WHAT YOU WILL DO: The entries need to be copied exactly.
==============================
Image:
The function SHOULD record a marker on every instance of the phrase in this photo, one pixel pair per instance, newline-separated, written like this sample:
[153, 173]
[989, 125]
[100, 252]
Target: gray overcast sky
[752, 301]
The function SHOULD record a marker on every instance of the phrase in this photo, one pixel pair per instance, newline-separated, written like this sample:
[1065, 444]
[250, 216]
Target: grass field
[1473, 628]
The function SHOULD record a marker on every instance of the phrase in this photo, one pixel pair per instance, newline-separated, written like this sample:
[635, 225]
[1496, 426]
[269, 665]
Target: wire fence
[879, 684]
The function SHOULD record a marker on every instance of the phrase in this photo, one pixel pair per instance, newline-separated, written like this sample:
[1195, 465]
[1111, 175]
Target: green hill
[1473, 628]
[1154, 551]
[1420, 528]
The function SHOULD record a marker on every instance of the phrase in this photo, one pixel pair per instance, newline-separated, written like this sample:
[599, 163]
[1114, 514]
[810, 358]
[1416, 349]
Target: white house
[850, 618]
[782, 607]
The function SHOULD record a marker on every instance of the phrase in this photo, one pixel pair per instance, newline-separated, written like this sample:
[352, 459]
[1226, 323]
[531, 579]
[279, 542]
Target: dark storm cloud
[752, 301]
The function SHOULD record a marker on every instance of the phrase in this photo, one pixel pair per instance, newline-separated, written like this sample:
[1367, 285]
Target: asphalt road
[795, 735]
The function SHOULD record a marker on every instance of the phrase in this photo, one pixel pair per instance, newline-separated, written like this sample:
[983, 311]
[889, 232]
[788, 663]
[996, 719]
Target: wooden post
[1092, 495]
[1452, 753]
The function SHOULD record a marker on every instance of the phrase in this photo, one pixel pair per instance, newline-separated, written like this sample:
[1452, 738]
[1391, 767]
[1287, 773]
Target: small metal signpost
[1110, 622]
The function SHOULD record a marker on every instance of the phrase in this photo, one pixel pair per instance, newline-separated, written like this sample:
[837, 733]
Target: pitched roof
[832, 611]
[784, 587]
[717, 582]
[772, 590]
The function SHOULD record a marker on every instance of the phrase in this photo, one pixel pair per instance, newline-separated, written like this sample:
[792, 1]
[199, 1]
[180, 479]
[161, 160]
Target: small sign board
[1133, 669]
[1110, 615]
==============================
RESULT BELOW:
Image:
The function SHOULD record a marker on every instance of the phrase in this photo, one pixel pair per instance, newline-separated, written like this sample:
[153, 173]
[989, 125]
[100, 252]
Target: gray overcast sky
[752, 301]
The function SHOULD record a marker on every instance of the phrase in this photo, one pixel pair per instance, newline-separated, written like this sample:
[1065, 444]
[250, 216]
Target: grass field
[1473, 628]
The function SHOULD record a marker on every instance of the phrase in this photo, one pixel pair per instance, newline-separated, written like this sample:
[635, 225]
[1496, 426]
[269, 665]
Target: wire fence
[879, 684]
The function SHOULD record a marker on every instance of the phrase in this photo, one pixel pair per instance, newline-separated, written like this sample:
[1195, 465]
[1111, 175]
Target: green hill
[1473, 628]
[1154, 551]
[1420, 528]
The function SHOULD record a marker on every instance of the phrase in this photo, one pixel pair per instance, newline-separated, written like this sample:
[599, 163]
[1114, 514]
[810, 358]
[1416, 349]
Target: white house
[850, 618]
[782, 607]
The function SHOULD record a marker on every instance of the phrase in this photo, one pixel pair per instance, newline-separated, written like this sample:
[352, 459]
[1226, 323]
[531, 579]
[279, 542]
Target: dark storm cloud
[752, 301]
The function SHOULD record a marker on every instance of the phrase in this photo, one pixel pair per instance, newline-separated, written like this sample:
[1367, 285]
Target: asphalt road
[795, 735]
The function SHOULD record a marker on every instance of the phrase in this photo, one pixel pair per instance, newline-separated, written like this sample:
[983, 311]
[889, 232]
[788, 663]
[996, 719]
Target: wooden post
[1092, 495]
[1452, 753]
The function SHOULD record a marker on every instance of the phrase in this photo, one pixel pair per instance, newline-separated, written like this sample:
[1452, 738]
[1391, 767]
[1287, 773]
Target: small metal signpost
[1110, 622]
The function SHOULD record a marker on every instance of the phrase in this photo, one pixel pair per instance, newline-separated, written like this sample:
[837, 733]
Target: pitched roof
[832, 611]
[784, 587]
[717, 582]
[772, 590]
The function SHOULD record a marker on every instance of the phrase in this photo, one pixel pair per instance, newline-separated, written like this sample:
[792, 1]
[199, 1]
[180, 479]
[161, 160]
Target: small sign board
[1133, 669]
[1110, 615]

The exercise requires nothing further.